Задание: Переведите на английский язык предложение из высказывания епископа Ф. Журдана: «И это хорошо, поскольку, если о проблеме говорят, тем самым уже ее решают».

Цитируемый текст:
....
Епископ Ф. Журдан: Проще ответить, как интерпретировать конфликт, чем как его преодолеть. Апостол Павел говорил: «Все мы дети Божии» - и это единство человеческой сущности означает, что все мы должны уважать друг друга и любить со всеми недостатками и слабостями. На мой взгляд, в результате произошедшего появилось нечто позитивное. Раньше казалось, что эстонский народ живет - и это справедливо - с надеждой на то, что государство восстановлено, открылись возможности, каких раньше не было, и можно создавать свое общество без всяких указаний извне, но при этом забывает или не осознает, что часть населения живет без этой надежды, без ощущения того, что тоже участвует в строительстве общества. По-моему, теперь больше говорят об этой проблеме, я вижу это, например, на уровне экуменической церковной деятельности. Раньше мы просто не задумывались, что определенные тексты надо перевести и на русский язык, а сейчас то и дело возникает вопрос о том, что ту или иную информацию следует осветить в русских массмедиа. И это хорошо, поскольку, если о проблеме говорят, тем самым уже ее решают. Да, мы живем с надеждой, действуем во имя ее осуществления, но мы должны видеть и тех, кто живет без надежды, а потому крайне уязвимы, поддаются влиянию извне. Человек нуждается в надежде, иначе он начинает отрицать, протестовать бессмысленным образом, примерно так же, как неуверенные в себе подростки, шокирующие окружающих внешним видом. Что же касается рецептов, я думаю, что правильный подход к надежде - это не только открытие религиозного измерения человека, но и осознание его свободы, понимание того, что общество не может все предопределить. Пусть кто-то не говорит по-эстонски, или у него нет семьи, или он не справляется с жизнью, но он в любом случае свободен, чтобы выстраивать свою жизнь, он не игрушка общества. И христианская вера подчеркивает эту свободу, в то время как идеологии XX века иногда чрезмерно рациональны и заставляют человека думать, что он не может изменить свою судьбу, вынуждая тем самым менять ее негативным путем. Конечно, церковь может дать много для осознания человеческой свободы, но нужно помнить, что ее влияние как социального института ограниченно, ее власть в том, что идет от веры, в том, что она дает душе и сердцу конкретного человека, а не обществу как таковому.
....
Исходные данные:
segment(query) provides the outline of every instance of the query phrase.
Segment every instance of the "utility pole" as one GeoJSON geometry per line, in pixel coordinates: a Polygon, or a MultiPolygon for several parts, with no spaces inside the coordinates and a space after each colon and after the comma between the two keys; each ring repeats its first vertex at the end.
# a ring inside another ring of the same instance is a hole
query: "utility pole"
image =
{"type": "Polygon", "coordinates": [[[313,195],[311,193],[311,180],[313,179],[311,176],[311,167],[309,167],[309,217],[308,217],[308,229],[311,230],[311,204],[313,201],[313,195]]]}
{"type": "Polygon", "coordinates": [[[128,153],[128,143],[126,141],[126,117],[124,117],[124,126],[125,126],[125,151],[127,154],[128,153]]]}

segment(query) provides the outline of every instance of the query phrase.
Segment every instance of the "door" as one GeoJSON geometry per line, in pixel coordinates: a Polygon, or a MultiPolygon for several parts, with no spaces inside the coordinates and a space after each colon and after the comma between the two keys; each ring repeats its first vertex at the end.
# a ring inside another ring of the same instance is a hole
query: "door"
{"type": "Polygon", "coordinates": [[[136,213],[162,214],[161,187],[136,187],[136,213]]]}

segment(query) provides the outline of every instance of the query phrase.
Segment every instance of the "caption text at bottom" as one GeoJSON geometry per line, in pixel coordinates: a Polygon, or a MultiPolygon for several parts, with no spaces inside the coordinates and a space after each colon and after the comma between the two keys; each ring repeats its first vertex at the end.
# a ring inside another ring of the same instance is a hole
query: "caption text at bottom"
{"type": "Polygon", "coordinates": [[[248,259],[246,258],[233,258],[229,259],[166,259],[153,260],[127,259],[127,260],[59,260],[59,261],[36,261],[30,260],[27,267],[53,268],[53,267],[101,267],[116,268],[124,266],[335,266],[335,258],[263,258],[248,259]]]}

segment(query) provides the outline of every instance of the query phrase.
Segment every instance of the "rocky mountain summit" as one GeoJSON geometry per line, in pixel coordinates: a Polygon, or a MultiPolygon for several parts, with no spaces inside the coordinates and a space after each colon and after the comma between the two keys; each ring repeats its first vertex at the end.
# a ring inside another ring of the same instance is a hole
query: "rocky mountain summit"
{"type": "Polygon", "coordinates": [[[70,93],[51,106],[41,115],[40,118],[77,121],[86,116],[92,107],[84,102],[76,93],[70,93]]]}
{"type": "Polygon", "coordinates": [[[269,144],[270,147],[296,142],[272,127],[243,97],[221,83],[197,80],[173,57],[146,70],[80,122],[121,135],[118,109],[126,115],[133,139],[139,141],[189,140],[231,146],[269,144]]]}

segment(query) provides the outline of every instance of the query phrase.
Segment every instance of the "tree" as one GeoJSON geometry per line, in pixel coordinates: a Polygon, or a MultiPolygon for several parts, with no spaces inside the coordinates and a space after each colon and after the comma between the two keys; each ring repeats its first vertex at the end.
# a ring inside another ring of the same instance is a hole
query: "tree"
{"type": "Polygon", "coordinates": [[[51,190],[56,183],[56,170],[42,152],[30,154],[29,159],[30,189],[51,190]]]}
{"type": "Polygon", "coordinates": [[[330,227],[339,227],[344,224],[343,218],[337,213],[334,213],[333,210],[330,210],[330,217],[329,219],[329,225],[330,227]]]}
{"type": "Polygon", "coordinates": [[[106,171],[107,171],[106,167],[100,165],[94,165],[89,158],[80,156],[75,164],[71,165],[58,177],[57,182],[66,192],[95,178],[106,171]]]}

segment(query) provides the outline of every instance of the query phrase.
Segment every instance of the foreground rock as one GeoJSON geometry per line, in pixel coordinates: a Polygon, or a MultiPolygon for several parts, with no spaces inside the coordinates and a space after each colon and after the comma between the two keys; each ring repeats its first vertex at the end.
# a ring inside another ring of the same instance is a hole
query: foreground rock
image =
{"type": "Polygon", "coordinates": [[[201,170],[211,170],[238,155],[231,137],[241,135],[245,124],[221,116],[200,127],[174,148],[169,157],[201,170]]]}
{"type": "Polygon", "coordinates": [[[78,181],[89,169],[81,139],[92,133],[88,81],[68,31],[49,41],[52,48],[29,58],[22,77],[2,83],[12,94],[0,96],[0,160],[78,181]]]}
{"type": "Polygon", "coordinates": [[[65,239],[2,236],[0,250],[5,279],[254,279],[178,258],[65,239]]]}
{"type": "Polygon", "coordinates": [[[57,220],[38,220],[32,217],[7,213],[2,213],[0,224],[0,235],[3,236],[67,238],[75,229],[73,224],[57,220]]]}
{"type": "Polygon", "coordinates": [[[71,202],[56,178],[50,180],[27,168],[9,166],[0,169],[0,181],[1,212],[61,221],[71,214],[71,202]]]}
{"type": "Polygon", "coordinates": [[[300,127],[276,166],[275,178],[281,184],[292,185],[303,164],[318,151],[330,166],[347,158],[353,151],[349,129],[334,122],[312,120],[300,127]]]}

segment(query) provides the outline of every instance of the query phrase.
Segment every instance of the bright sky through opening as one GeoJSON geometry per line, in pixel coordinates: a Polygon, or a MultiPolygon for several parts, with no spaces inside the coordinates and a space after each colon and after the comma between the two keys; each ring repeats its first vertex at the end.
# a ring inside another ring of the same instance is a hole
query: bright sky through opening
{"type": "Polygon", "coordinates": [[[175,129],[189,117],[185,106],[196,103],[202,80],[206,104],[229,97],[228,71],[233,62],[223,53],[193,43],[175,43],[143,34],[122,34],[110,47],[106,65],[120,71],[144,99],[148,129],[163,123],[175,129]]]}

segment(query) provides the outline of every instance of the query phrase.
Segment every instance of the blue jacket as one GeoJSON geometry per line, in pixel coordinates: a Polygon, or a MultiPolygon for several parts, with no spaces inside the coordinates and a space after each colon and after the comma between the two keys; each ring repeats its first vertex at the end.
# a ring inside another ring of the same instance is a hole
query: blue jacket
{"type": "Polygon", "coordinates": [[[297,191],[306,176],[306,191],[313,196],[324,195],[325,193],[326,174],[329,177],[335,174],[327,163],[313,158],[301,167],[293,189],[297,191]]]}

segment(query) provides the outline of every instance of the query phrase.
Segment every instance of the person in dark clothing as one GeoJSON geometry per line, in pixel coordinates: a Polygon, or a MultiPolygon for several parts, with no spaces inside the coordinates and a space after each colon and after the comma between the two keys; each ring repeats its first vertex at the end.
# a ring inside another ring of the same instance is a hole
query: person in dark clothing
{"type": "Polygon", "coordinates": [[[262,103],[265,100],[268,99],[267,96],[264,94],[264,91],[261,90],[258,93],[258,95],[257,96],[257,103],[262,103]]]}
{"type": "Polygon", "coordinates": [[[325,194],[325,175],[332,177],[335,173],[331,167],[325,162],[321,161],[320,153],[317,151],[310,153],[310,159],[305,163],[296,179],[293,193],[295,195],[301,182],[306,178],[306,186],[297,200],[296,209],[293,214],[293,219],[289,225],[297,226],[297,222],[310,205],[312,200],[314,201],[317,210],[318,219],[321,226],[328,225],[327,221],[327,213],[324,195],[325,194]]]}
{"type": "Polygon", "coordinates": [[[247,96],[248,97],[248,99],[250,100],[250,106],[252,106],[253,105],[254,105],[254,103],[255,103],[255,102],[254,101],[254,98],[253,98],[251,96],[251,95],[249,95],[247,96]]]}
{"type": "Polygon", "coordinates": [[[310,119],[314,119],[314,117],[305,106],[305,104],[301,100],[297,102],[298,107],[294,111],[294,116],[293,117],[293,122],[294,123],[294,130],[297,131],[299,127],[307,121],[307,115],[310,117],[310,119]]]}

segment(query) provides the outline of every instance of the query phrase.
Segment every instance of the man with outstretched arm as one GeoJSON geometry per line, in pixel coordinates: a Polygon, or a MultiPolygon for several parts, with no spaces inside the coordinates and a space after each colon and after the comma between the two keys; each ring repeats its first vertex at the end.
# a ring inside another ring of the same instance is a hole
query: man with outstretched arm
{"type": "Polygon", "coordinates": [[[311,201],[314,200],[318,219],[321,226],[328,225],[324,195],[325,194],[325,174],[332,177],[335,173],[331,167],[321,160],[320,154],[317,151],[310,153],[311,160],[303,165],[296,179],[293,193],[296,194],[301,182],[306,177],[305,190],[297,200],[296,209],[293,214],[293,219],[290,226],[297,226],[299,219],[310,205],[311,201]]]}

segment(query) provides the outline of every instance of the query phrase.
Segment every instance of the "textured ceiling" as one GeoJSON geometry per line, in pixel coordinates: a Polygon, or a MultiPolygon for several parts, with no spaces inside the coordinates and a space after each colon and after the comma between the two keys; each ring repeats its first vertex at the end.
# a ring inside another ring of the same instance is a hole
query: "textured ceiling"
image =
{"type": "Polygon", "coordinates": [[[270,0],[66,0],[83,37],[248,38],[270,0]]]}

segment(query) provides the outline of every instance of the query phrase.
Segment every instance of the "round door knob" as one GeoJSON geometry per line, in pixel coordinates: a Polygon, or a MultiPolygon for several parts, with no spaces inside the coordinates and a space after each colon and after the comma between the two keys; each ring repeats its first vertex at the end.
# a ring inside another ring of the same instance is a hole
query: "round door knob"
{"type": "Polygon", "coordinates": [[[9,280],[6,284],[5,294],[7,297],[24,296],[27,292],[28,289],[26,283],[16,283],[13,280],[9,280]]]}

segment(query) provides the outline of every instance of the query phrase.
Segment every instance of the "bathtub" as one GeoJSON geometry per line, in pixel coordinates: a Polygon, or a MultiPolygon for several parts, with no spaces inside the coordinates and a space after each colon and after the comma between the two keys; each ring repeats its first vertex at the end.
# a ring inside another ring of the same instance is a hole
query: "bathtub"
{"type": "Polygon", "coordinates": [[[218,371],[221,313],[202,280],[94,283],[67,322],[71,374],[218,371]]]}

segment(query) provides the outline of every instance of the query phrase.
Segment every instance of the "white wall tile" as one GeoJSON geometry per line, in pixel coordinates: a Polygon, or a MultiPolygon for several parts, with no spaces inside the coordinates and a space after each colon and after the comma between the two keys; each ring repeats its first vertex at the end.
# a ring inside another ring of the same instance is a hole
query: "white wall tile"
....
Решение: And this is good, because when people talk about a problem, they are already solving it by doing so.